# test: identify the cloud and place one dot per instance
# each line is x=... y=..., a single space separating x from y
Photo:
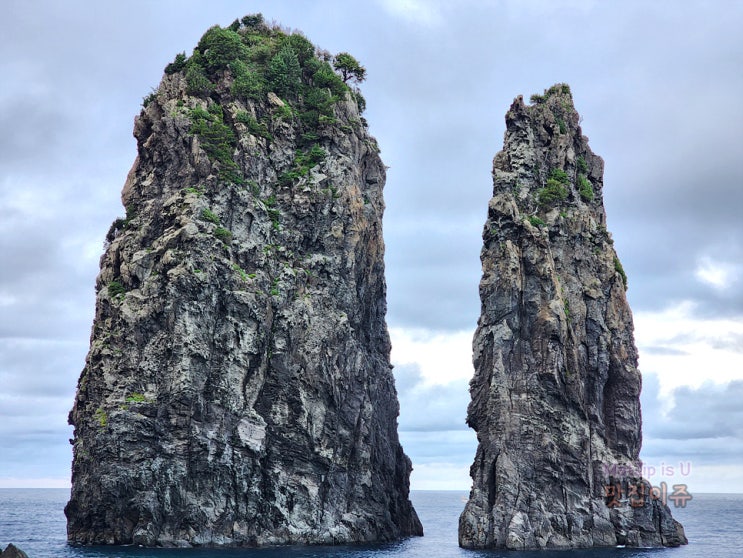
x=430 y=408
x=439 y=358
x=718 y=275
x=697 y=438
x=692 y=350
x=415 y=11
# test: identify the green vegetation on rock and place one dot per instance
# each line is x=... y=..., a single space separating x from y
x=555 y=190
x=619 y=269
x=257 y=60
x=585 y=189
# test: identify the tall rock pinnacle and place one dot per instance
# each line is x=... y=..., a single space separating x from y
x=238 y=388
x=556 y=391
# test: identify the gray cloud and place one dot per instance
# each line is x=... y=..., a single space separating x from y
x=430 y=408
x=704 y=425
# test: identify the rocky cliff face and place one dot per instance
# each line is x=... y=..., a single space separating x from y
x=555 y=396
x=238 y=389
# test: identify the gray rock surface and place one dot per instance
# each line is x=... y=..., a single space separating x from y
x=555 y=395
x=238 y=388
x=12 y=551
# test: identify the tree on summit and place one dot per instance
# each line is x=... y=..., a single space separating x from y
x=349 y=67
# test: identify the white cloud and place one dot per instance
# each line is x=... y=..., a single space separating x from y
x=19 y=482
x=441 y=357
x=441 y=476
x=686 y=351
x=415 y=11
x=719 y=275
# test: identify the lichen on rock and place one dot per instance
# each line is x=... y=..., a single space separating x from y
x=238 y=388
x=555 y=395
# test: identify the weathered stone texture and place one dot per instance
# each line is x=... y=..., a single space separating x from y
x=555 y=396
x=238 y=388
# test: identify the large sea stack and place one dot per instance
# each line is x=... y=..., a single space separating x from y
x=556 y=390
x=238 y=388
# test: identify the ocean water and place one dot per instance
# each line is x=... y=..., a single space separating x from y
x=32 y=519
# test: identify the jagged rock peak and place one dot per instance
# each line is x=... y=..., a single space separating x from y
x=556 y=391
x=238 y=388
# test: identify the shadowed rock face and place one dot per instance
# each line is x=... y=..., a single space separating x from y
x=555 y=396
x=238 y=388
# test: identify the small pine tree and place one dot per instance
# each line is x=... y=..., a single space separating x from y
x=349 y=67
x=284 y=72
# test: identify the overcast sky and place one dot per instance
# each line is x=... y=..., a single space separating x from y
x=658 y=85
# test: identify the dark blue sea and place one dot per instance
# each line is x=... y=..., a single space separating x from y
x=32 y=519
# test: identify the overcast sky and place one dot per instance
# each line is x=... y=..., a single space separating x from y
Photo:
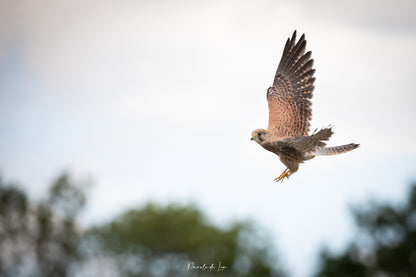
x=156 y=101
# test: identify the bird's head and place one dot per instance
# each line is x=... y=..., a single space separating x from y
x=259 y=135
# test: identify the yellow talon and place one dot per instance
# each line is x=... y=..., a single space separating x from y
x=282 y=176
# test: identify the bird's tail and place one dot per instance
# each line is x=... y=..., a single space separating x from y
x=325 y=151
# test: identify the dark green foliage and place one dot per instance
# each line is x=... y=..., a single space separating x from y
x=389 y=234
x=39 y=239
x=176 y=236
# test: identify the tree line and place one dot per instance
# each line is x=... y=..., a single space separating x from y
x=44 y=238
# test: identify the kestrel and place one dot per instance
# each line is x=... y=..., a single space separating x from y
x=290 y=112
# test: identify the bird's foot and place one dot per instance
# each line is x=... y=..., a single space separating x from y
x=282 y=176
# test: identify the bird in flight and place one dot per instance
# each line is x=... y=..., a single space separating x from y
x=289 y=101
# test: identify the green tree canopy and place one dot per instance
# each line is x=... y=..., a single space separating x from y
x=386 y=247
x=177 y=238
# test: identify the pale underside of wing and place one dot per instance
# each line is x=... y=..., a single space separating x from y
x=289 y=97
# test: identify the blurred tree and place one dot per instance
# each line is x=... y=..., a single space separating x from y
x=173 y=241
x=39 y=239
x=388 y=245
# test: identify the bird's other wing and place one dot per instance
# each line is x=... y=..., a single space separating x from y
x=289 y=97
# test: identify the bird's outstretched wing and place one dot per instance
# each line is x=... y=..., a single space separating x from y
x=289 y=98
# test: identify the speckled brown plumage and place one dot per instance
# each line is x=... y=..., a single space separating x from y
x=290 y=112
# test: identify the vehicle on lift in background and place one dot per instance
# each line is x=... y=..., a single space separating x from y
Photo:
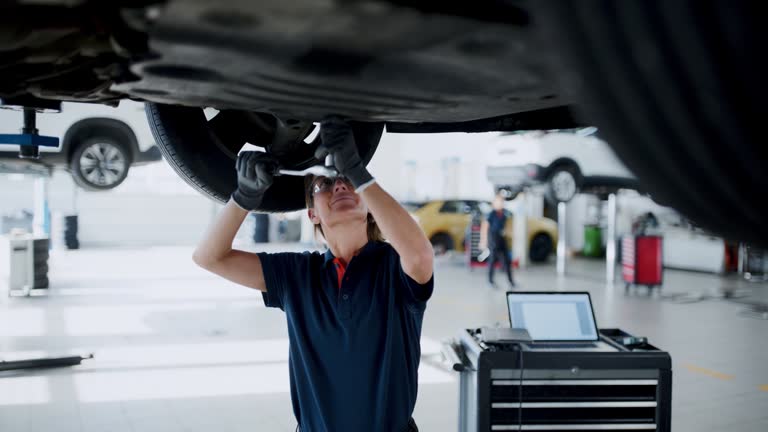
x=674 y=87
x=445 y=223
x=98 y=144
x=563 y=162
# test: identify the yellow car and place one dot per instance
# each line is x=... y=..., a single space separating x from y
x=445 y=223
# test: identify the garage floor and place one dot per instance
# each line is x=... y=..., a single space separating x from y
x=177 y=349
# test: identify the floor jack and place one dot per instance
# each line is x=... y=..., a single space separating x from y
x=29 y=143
===============
Copy every line of the records above word for word, from the first record through the last, and leave the pictures out of your copy.

- _Response_
# test: identify the cloud and place one dot per instance
# each line is x=... y=..., a single space separating x from y
Photo:
x=430 y=408
x=439 y=358
x=718 y=275
x=697 y=438
x=692 y=350
x=415 y=11
# test: identify the green vegetation on rock and place one dot per instance
# each line is x=... y=..., a single space separating x from y
x=555 y=190
x=619 y=269
x=257 y=60
x=585 y=189
# test: identify the tall rock pinnacle and place one dot per instance
# each line is x=... y=..., a single space separating x from y
x=238 y=388
x=556 y=391
# test: identify the gray cloud and place one dot per instance
# each line is x=... y=..., a single space separating x from y
x=430 y=408
x=704 y=425
# test: identify the rocky cliff face and place one dot per instance
# each line is x=... y=..., a single space separating x from y
x=555 y=396
x=238 y=389
# test: identify the gray rock surface and place one dot per instance
# each line is x=... y=..., a single space separating x from y
x=555 y=395
x=238 y=388
x=12 y=551
# test: identify the tree on summit and place one dot per instance
# each line is x=... y=..., a single space separating x from y
x=349 y=67
# test: identify the white cloud and place one dot per instance
# each line is x=... y=..., a single space separating x from y
x=19 y=482
x=441 y=357
x=441 y=476
x=686 y=351
x=415 y=11
x=719 y=275
# test: identify the lichen on rock and place one dot per instance
# each line is x=... y=..., a single space separating x from y
x=238 y=388
x=555 y=395
# test: identify the weathered stone texture and place one dot per instance
# each line is x=... y=..., a single space separating x from y
x=555 y=396
x=238 y=388
# test: identify the large sea stack and place one dot per instance
# each line is x=... y=..., a single space separating x from y
x=556 y=390
x=238 y=388
# test: identify the ocean water and place one dot per instance
# each line is x=... y=..., a single space separating x from y
x=32 y=519
# test: identify the jagged rock peak and place one dot per instance
# each line is x=... y=..., a single space separating x from y
x=556 y=391
x=238 y=388
# test: identify the shadowed rock face and place one dot per instance
# each line is x=... y=..., a single space separating x from y
x=555 y=396
x=238 y=388
# test: identify the small pine tree and place one dot per instance
# each line is x=... y=..., a single space separating x from y
x=349 y=67
x=284 y=72
# test: identify the overcast sky and place one dot per instance
# each line is x=... y=..., a single space separating x from y
x=658 y=85
# test: identify the dark blue sea and place one dot per instance
# each line is x=... y=..., a single space separating x from y
x=32 y=519
# test: identify the overcast sky and place one dot per instance
# each line is x=... y=..., a single space separating x from y
Photo:
x=156 y=101
# test: identify the bird's head and place one dot per instance
# each line is x=... y=..., a single space separating x from y
x=259 y=135
# test: identify the yellow talon and place one dot per instance
# each line is x=... y=..., a single space separating x from y
x=282 y=176
# test: identify the bird's tail and place one dot per instance
# each line is x=... y=..., a single space separating x from y
x=325 y=151
# test: identify the dark green foliage and place one dot per instance
# each line is x=... y=..., a single space separating x from y
x=389 y=234
x=39 y=239
x=176 y=236
# test: identify the tree line and place one dot per instance
# each line is x=... y=..., a single space separating x from y
x=44 y=238
# test: identify the kestrel and place one dot per instance
# each line is x=... y=..., a single space separating x from y
x=290 y=112
# test: identify the bird's foot and place one dot per instance
# each line is x=... y=..., a single space separating x from y
x=282 y=176
# test: identify the bird in flight and place one dot per instance
# each line is x=... y=..., a single space separating x from y
x=289 y=101
# test: identify the green tree canopy and place one dot per instance
# each line is x=... y=..., a single space separating x from y
x=386 y=247
x=177 y=238
# test: identify the pale underside of wing and place one dot per instance
# each line is x=... y=..., a single space separating x from y
x=289 y=97
# test: identify the blurred tree and place one dot per instance
# each line is x=... y=..., a single space separating x from y
x=173 y=241
x=39 y=239
x=388 y=245
# test: identify the bird's other wing and place one dot per instance
# each line is x=... y=..., a single space separating x from y
x=289 y=97
# test: identify the bird's outstretched wing and place one dot per instance
# each line is x=... y=..., a single space separating x from y
x=289 y=98
# test: identify the speckled brown plumage and place one dot per instance
# each line is x=... y=..., a single space separating x from y
x=290 y=112
# test: identify the vehicle on lift in background and place one dot per instance
# each line is x=... y=..., a single space separating x from y
Photo:
x=674 y=87
x=445 y=223
x=98 y=144
x=563 y=162
# test: identify the yellow car and place one dot per instance
# each line is x=... y=..., a single space separating x from y
x=445 y=223
# test: identify the garage floor and place one dot per instance
# each line is x=... y=..., a single space separating x from y
x=177 y=349
# test: identify the floor jack and place one dot per instance
# each line is x=... y=..., a single space separating x from y
x=29 y=143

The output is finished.